• SUPPLIED MATERIAL:

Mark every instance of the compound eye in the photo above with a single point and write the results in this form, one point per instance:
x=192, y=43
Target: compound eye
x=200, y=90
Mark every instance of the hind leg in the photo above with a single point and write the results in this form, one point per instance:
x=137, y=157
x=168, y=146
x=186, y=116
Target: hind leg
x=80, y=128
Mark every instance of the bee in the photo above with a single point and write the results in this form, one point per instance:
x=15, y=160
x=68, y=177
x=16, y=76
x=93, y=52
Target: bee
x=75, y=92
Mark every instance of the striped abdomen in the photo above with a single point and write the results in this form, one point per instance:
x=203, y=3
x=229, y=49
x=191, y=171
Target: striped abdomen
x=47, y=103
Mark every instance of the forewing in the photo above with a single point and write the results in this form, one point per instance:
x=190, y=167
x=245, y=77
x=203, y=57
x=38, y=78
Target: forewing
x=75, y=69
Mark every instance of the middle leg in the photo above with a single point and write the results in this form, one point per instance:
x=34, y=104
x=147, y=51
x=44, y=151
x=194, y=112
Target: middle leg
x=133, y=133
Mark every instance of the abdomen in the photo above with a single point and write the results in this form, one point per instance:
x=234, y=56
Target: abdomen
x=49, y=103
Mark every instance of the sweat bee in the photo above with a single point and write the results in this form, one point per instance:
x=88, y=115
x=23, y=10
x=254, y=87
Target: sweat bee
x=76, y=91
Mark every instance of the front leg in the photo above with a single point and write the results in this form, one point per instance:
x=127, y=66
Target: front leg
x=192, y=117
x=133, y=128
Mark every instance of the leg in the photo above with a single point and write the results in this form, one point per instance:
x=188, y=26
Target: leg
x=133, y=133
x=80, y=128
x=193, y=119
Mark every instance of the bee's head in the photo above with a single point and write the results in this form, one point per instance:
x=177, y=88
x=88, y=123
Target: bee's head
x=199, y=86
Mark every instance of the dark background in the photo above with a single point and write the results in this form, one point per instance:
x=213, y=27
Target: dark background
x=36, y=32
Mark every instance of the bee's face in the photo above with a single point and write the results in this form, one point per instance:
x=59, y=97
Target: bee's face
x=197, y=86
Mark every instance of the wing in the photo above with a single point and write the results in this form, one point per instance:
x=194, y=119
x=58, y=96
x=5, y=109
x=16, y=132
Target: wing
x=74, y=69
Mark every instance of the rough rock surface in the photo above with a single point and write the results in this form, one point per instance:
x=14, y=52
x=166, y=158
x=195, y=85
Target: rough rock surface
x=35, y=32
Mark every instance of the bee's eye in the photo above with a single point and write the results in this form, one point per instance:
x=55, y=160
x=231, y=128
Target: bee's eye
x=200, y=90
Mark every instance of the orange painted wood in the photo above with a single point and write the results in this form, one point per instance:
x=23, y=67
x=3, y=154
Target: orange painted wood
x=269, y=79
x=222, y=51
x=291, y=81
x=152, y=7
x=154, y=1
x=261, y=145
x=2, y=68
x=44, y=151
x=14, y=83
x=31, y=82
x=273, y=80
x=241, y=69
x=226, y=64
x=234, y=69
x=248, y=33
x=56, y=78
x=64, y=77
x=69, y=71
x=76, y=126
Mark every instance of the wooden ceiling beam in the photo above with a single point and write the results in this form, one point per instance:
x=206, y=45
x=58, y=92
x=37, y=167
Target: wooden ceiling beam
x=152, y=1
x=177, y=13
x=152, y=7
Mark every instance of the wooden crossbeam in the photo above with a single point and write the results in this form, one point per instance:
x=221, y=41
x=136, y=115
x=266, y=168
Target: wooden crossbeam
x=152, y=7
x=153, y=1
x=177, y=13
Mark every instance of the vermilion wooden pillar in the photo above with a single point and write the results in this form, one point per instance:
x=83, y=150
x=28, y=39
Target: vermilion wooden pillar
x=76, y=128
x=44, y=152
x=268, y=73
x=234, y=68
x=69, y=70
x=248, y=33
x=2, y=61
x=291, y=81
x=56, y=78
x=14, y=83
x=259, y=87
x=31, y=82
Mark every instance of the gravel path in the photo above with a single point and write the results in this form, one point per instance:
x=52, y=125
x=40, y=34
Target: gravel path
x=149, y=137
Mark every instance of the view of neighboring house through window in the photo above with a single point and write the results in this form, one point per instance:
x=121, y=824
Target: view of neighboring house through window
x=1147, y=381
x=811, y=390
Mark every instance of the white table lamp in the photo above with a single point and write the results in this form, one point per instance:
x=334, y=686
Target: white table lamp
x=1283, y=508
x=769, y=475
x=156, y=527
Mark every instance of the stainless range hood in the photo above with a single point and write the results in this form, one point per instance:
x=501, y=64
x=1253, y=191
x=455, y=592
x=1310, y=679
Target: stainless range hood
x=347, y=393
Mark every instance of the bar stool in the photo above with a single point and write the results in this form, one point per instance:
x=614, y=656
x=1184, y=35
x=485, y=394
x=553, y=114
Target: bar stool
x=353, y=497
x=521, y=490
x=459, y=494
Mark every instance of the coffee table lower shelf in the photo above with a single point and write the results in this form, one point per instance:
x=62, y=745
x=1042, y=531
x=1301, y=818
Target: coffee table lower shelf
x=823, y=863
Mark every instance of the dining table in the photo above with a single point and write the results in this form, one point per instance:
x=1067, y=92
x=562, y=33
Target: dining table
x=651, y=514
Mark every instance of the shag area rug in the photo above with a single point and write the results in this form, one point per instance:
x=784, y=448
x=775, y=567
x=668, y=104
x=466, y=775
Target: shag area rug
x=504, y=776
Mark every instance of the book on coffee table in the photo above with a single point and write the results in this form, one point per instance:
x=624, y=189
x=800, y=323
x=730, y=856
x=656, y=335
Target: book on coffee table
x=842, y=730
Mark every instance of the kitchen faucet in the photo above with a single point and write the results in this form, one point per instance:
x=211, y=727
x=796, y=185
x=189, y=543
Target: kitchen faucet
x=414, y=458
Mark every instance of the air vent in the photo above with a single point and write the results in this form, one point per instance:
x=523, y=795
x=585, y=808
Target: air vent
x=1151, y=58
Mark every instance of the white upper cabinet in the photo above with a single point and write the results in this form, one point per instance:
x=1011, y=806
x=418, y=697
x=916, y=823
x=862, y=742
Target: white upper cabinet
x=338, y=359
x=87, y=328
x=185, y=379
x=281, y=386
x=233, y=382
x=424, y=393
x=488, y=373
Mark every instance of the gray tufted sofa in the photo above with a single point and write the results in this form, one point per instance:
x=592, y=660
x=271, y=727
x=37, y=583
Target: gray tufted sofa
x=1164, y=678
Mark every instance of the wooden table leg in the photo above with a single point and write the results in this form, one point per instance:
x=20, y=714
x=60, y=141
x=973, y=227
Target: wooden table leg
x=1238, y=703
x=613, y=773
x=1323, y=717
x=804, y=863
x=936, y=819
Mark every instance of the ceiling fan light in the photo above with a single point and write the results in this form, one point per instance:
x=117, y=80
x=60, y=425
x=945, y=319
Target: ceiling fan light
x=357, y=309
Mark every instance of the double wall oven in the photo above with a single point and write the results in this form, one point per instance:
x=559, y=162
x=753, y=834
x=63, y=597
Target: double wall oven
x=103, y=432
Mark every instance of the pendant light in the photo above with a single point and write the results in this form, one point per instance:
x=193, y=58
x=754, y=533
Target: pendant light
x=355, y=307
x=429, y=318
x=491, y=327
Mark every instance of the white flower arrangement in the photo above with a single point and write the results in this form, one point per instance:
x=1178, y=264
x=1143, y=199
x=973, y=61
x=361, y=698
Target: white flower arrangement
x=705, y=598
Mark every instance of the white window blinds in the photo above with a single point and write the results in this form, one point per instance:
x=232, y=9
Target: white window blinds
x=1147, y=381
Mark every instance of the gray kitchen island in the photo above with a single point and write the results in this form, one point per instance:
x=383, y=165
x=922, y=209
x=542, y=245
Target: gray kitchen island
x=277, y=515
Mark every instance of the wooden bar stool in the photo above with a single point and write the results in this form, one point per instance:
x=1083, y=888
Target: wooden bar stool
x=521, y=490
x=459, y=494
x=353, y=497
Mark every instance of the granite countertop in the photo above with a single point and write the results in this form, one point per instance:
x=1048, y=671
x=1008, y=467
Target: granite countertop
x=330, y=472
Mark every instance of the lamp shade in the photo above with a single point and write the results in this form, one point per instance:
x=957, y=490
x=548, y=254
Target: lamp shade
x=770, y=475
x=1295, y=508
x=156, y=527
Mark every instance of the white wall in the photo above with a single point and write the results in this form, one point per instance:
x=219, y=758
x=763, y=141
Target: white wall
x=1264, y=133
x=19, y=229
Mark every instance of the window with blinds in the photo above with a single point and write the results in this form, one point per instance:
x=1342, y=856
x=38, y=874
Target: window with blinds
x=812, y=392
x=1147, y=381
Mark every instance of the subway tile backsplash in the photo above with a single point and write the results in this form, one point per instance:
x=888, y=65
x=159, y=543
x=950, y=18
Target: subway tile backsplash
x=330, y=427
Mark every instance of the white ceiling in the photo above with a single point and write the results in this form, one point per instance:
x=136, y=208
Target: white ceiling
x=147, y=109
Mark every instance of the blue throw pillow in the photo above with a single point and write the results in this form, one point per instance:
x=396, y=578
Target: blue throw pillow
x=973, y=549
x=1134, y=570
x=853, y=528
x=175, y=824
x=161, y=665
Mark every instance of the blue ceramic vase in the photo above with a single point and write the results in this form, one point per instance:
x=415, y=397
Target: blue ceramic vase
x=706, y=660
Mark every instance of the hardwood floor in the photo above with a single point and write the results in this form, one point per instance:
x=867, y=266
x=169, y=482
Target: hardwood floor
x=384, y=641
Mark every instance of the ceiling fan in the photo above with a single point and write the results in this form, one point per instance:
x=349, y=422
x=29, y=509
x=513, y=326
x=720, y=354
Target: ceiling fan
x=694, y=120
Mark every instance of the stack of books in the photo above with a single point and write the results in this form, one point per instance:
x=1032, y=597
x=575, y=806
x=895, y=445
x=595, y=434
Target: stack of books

• WHAT THE TASK ASKS:
Return, word for word, each line from the line that contains "Mark every instance of the blue throw" to the end of the listing above; include both end lines and nothing else.

• ANSWER TO THIS EXERCISE:
Mark every instance of the blue throw pillow in the photo above with a single point and write the results in this form, one point per instance:
x=396, y=578
Target: blue throw pillow
x=973, y=549
x=1134, y=570
x=853, y=528
x=175, y=824
x=161, y=665
Mark every instance of the blue ceramic vase in the photo above with a single point and write the results in this form, one point per instance:
x=415, y=397
Target: blue ceramic vase
x=706, y=660
Mark every instance of the hardwood floor in the photo above with a single point and write the results in this form, one point per instance:
x=867, y=266
x=169, y=482
Target: hardwood floor
x=384, y=641
Mark every instance of the ceiling fan in the photo above with a single point and write the results in this form, one point per instance:
x=349, y=422
x=29, y=509
x=513, y=326
x=720, y=354
Target: ceiling fan
x=694, y=120
Mark every instance of the stack of books in the photo above with a single point and write the results in this form, one point per instance:
x=1032, y=597
x=575, y=806
x=895, y=445
x=595, y=434
Target: stack of books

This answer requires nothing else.